[Collected data]

++++++

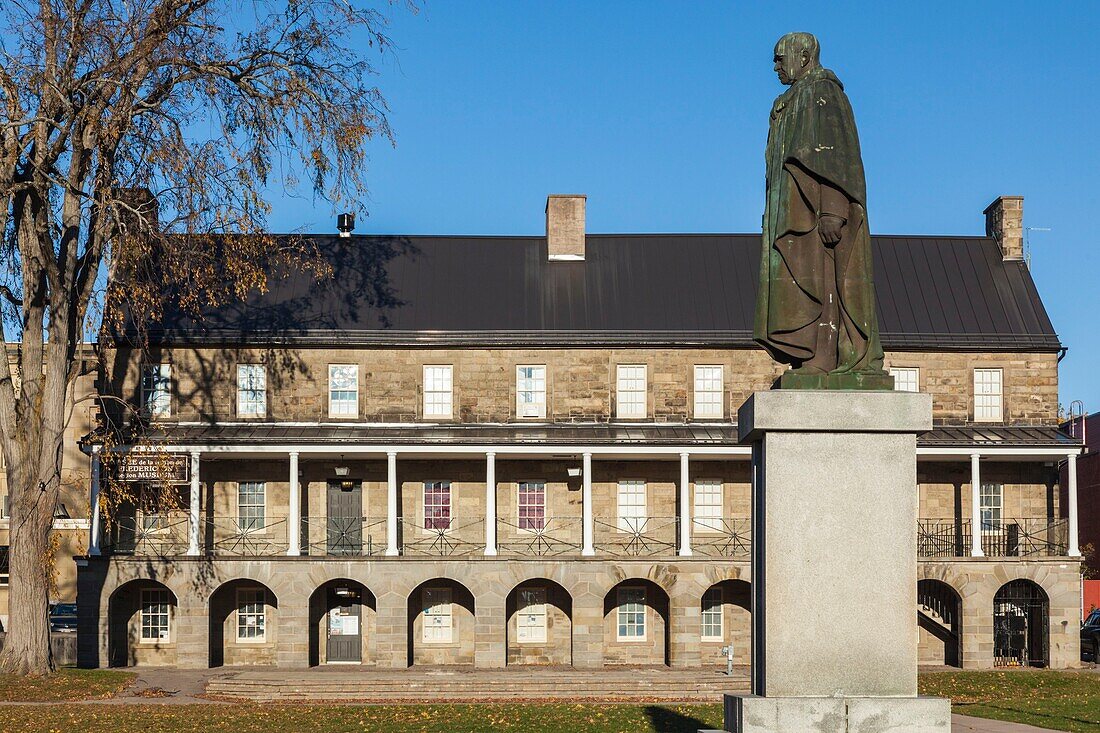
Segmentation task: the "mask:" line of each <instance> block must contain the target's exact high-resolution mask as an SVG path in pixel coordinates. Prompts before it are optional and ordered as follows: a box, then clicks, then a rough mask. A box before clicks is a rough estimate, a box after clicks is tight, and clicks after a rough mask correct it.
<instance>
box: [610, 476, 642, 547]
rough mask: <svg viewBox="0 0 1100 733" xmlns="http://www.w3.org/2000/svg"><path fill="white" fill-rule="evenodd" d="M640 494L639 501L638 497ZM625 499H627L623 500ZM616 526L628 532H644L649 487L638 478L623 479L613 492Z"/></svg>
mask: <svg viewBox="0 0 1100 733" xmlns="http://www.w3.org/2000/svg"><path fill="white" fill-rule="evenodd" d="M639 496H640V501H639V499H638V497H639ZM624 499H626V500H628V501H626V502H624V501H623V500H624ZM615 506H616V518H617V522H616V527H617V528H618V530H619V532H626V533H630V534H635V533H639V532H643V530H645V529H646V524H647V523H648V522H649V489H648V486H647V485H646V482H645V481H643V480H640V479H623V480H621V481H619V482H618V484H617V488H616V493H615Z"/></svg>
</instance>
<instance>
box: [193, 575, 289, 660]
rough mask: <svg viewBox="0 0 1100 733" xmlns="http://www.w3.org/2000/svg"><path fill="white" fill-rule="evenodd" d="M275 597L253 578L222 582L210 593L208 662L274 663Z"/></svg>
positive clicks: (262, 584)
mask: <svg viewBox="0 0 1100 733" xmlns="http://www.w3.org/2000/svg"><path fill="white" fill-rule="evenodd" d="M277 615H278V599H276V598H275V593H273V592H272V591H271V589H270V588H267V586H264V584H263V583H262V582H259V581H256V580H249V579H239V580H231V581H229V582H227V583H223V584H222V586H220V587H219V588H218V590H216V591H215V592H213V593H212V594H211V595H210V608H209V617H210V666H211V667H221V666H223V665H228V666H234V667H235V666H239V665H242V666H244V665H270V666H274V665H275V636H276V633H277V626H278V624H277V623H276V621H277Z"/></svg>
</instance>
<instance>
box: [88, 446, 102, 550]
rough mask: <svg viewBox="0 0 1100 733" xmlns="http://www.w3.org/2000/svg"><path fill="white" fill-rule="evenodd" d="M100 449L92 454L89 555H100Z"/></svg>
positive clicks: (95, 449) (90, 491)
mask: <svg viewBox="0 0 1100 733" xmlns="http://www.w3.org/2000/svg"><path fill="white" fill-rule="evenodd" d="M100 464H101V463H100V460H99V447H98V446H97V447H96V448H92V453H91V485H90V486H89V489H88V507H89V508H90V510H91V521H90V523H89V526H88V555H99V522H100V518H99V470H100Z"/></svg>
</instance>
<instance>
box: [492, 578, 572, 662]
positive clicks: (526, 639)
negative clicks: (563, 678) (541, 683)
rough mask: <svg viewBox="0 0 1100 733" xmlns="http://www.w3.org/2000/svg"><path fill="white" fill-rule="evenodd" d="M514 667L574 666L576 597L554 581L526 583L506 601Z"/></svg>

++++++

▸ **Task objective**
Repeat the records word for word, starting at their first line and ending at the line that contains "494L639 501L638 497ZM625". Leave the pictures out of your answer.

▸ **Task output**
Segmentation task: the "mask:" line of each <instance> block must contain the target's exact high-resolution mask as an SVG path in pixel coordinates. Prompts before it are optional and ordered as follows: a box, then clicks, then a rough mask. A box before clicks is a rough estimate, a box after clicks is tight, and clicks after a rough mask correct it.
<instance>
box: [610, 476, 642, 547]
rough mask: <svg viewBox="0 0 1100 733" xmlns="http://www.w3.org/2000/svg"><path fill="white" fill-rule="evenodd" d="M640 494L639 501L638 497ZM625 499H627L623 500ZM616 526L628 532H644L649 487L638 478L623 479L613 492Z"/></svg>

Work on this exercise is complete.